____ Dataset records
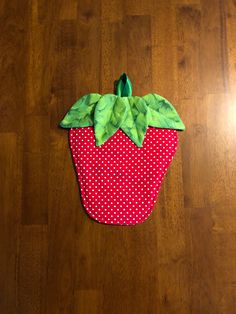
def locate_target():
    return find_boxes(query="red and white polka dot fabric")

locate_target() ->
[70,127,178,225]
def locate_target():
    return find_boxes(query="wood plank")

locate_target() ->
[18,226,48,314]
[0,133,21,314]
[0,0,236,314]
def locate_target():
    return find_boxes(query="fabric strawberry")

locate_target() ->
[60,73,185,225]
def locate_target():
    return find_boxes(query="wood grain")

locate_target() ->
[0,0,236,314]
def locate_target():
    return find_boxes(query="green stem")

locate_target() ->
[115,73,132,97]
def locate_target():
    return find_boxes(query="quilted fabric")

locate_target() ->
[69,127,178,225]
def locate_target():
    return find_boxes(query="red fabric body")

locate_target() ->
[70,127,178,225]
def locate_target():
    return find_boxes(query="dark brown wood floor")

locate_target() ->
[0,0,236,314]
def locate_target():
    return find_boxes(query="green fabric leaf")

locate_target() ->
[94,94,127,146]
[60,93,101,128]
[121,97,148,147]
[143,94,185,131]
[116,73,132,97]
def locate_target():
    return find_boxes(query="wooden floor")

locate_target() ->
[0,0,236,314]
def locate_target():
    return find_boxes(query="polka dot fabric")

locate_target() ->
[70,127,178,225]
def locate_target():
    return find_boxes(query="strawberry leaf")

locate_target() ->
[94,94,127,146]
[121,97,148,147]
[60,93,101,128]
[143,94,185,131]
________
• _Your instructions_:
Pull out each line of the records above that contains the word "leaf". Case counts.

• _Exercise answer_:
    return find_boxes(query="green fabric leaf")
    return find_boxes(query="strawberry leaf")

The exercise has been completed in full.